France | France, Cour administrative d'appel, 2ème chambre, 15 février 2024, 22NC00005


Vu la procédure suivante :



Procédure contentieuse antérieure :



M. C... A... et Mme B... A... ont demandé au tribunal administratif de Besançon de prononcer la décharge des cotisations supplémentaires d'impôt sur le revenu et de contributions sociales auxquelles ils ont été assujettis au titre de l'année 2015, ainsi que des pénalités correspondantes.

Par un jugement n° 1901899 du 9 novembre 2021, le tribunal administratif de Besançon a rejeté leur demande.



Procédure devant la cour :


> Par une requête et un mémoire enregistrés le 3 janvier 2022 et le 5 août 2022, M. et Mme A..., représentés par...

Vu la procédure suivante :

Procédure contentieuse antérieure :

M. C... A... et Mme B... A... ont demandé au tribunal administratif de Besançon de prononcer la décharge des cotisations supplémentaires d'impôt sur le revenu et de contributions sociales auxquelles ils ont été assujettis au titre de l'année 2015, ainsi que des pénalités correspondantes.

Par un jugement n° 1901899 du 9 novembre 2021, le tribunal administratif de Besançon a rejeté leur demande.

Procédure devant la cour :

Par une requête et un mémoire enregistrés le 3 janvier 2022 et le 5 août 2022, M. et Mme A..., représentés par Me Ehrismann, demandent à la cour, dans le dernier état de leurs écritures :

1°) d'annuler ce jugement ;

2°) de prononcer la décharge des impositions contestées ;

3°) de condamner l'Etat à leur restituer les sommes indument perçues, assorties des intérêts moratoires ;

4°) de mettre à la charge de l'Etat le versement d'une somme de 6 000 euros sur le fondement des dispositions de l'article L. 761-1 du code de justice administrative.

### Tâches et exercices
A. Selon l'extrait de l'arrêt, quelle somme M. et Mme A... demandent-ils de mettre à la charge de l'Etat ?
B. Reprenez la rédaction de l'extrait de l'arrêt juste après sa dernière phrase.
Les lignes proviennent d'une source distincte de l'extrait de l'arrêt.

### Lignes fournies
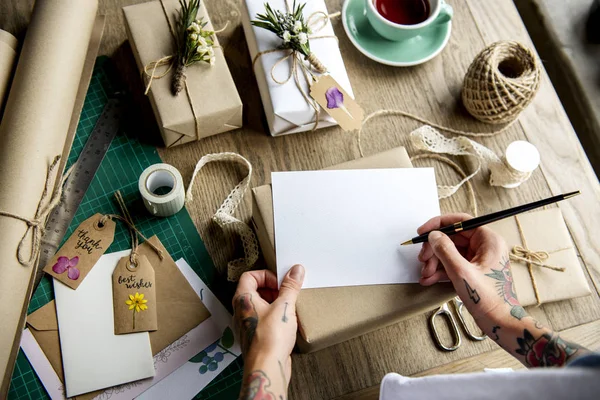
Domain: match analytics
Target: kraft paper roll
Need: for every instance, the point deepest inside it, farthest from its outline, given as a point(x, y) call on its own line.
point(157, 176)
point(33, 131)
point(8, 56)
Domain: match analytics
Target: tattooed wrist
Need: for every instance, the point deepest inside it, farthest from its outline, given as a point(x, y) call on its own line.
point(547, 350)
point(257, 386)
point(506, 288)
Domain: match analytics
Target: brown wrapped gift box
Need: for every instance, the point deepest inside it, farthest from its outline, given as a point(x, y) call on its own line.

### Réponses par tâche
A. Une somme de 6 000 euros, sur le fondement de l'article L. 761-1 du code de justice administrative.

B.
Ils soutiennent que c'est à tort que l'administration a remis en cause le bénéfice du régime d'exonération de plus-value prévu par les dispositions de l'article 238 quindecies du code général des impôts.

Par un mémoire en défense, enregistré le 25 mars 2022, le ministre de l'économie, des finances et de la relance conclut au rejet de la requête.

Il soutient qu'aucun des moyens de la requête n'est fondé.

Vu les autres pièces du dossier.

Vu :

- le code général des impôts et le livre des procédures fiscales ;

- la loi du 28 avril 1816 ;

- le décret n° 71-942 du 26 novembre 1971 ;

- le code de justice administrative.

Les parties ont été régulièrement averties du jour de l'audience.

Ont été entendus au cours de l'audience publique :

- le rapport de Mme Bourguet-Chassagnon,

- et les conclusions de Mme Stenger, rapporteure publique.

Considérant ce qui suit :

1. A l'issue d'un contrôle sur pièces, par une proposition de rectification en date du 29 mai 2018, le service a procédé, selon la procédure contradictoire prévue à l'article L. 55 du livre des procédures fiscales, à des rehaussements en matière d'impôt sur le revenu et de contributions sociales au titre de l'année 2015 à raison de la remise en cause de l'exonération d'une plus-value de 47 551 euros dont avait bénéficié Me B... A... sur le fondement de l'article 238 quindecies du code général des impôts. Les suppléments d'imposition mis à la charge de M. et Mme A... ont été maintenus par le service dans la réponse aux observations du contribuable. Les compléments d'imposition en résultant, assortis de l'intérêt de retard et de pénalités, ont été mis en recouvrement le 31 janvier 2019 pour un montant total de 16 969 euros en matière d'impôt sur le revenu et de contributions sociales au titre de l'année 2015. M. et Mme A... ont présenté le 29 mars 2019 une réclamation visant à obtenir la décharge de ces impositions supplémentaires. Cette réclamation a fait l'objet d'une décision de rejet du 27 septembre 2019. M. et Mme A... relèvent appel du jugement du 9 novembre 2021, par lequel le tribunal administratif de Besançon a rejeté leur demande tendant à la décharge des cotisations ainsi mises à leur charge.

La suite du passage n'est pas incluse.